● **Requirement**
Every record below is to be reproduced exactly.

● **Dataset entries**
* * * * * * * * *
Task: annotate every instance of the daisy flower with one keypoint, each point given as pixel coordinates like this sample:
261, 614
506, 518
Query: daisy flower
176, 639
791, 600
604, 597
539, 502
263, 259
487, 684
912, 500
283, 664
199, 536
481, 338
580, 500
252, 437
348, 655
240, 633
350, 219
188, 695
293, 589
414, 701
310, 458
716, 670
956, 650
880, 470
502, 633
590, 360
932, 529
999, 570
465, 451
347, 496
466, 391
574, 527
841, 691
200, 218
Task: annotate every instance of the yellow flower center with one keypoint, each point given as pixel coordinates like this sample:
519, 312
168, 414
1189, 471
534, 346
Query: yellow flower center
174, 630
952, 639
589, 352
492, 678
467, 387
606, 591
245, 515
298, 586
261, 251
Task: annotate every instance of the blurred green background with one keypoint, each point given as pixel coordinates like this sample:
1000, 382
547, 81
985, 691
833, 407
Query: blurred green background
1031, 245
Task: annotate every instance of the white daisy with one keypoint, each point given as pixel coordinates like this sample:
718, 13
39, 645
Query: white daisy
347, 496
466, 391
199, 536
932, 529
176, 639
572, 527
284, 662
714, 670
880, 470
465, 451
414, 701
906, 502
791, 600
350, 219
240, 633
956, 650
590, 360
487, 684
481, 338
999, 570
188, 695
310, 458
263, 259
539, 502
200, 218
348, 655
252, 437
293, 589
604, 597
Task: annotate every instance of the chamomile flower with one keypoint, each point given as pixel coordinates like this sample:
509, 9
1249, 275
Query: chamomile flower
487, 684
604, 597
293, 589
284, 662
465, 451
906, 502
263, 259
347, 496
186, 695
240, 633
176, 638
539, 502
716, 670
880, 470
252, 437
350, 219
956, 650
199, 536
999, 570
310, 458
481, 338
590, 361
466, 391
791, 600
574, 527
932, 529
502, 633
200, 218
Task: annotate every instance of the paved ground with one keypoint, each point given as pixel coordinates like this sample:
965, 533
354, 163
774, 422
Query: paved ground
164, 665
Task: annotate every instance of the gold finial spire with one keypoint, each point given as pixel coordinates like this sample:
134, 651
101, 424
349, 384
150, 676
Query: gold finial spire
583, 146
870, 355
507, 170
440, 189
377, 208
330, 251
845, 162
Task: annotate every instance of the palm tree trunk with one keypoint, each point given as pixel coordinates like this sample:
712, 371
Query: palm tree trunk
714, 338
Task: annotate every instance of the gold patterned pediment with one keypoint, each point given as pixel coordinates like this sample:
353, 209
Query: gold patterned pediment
* * * * * * * * *
● **Result of the exercise**
Task: annotate every instance of the daisy flower with one keypoint, each point given as pixel coordinates like this sample:
261, 614
506, 518
Query: daisy flower
176, 639
791, 600
604, 597
539, 502
263, 259
487, 684
912, 500
283, 664
199, 536
481, 338
580, 500
252, 437
348, 655
240, 633
350, 219
188, 695
293, 589
414, 701
310, 458
716, 670
956, 650
880, 470
502, 633
590, 360
932, 529
999, 570
465, 451
347, 496
466, 391
574, 527
841, 691
200, 218
Task: annotate every instance of the yellow flower center with one keypoint, each point given as pixel coordinates like this sample:
519, 312
168, 414
1189, 471
534, 346
Query: yellow flower center
174, 630
952, 639
589, 352
492, 678
467, 387
606, 591
245, 515
298, 586
261, 251
Task: annotate every instance of the blurred green background with one keypoint, each point given as pixel coordinates like this sample:
1000, 382
547, 81
985, 691
833, 407
Query: blurred green background
1031, 245
Task: annotate every instance of the white daisy with one keypoint, each point given as pixel coordinates like this sample:
718, 13
39, 645
Query: white daisy
347, 496
466, 391
199, 536
932, 529
176, 639
572, 527
284, 662
714, 670
880, 470
465, 451
414, 701
906, 502
791, 600
350, 219
240, 633
956, 650
590, 360
487, 684
481, 338
999, 570
188, 695
310, 458
263, 259
539, 502
200, 218
348, 655
252, 437
293, 589
604, 597
Task: annotate every instance of the chamomile flower with one keypoint, each point given as pixel coordinates like this sample:
509, 9
1249, 275
Query: chamomile flower
487, 684
604, 597
293, 589
284, 662
465, 451
906, 502
263, 259
347, 496
186, 695
240, 633
176, 638
539, 502
716, 670
880, 470
252, 437
350, 219
956, 650
199, 536
999, 570
310, 458
481, 338
590, 361
466, 391
791, 600
574, 527
932, 529
502, 633
200, 218
Task: annotate every instance of the paved ground with one keypoint, each point given as pixel coordinates like this sample:
965, 533
354, 163
774, 422
Query: paved ground
164, 665
Task: annotate every instance of the gold finial spire with one keypoint, each point given as pixel coordinates like this sample:
134, 651
101, 424
349, 384
150, 676
Query: gold finial spire
583, 146
870, 355
507, 170
440, 189
377, 208
330, 251
845, 162
Task: annotate every instance of the palm tree trunk with one keypoint, each point given as pixel coordinates like this sample:
712, 371
Query: palm tree trunk
714, 338
Task: annotate every instance of the gold patterned pediment with one keypoint, each point given as pixel coordinates like this sample:
353, 209
Query: gold patterned pediment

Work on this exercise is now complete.